* start Data for this task *

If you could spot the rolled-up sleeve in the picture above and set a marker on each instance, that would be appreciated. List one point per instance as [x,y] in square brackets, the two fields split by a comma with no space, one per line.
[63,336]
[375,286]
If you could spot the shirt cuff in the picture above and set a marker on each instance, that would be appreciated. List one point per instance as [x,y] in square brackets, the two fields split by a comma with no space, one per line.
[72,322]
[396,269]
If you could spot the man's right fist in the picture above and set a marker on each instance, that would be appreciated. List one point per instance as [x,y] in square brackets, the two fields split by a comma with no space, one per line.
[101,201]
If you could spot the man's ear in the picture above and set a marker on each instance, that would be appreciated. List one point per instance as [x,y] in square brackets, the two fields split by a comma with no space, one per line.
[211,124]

* end Data for this task *

**Requirement**
Update the entries by replacing every occurrence of "set a marker" with "place a pin", leaving all other text unchanged.

**Reply**
If you could spot the rolled-up sleeve in the picture above and place a pin on each instance, that would be appreciated. List one point per instance as [x,y] in square brackets, the two fields split by a comma with no space, one per line.
[63,336]
[375,286]
If you could spot the shirt cuff in the picture above and place a pin on each instance, that would be appreciated. List one point per instance as [x,y] in square brackets, the two fields split by a comma with no space, one per line.
[72,322]
[396,269]
If you could spot the man's right fist in the picture above and place a pin on each instance, that would be appreciated. List one point per instance as [x,y] in square brackets, the two fields split by a comma with no space, one per line.
[101,201]
If you could spot the man's ear in the picture above and place a pin on each instance, that would be appreciated. List one point per instance as [x,y] in square brackets, the two fields split by a comma with no space, one per line.
[211,124]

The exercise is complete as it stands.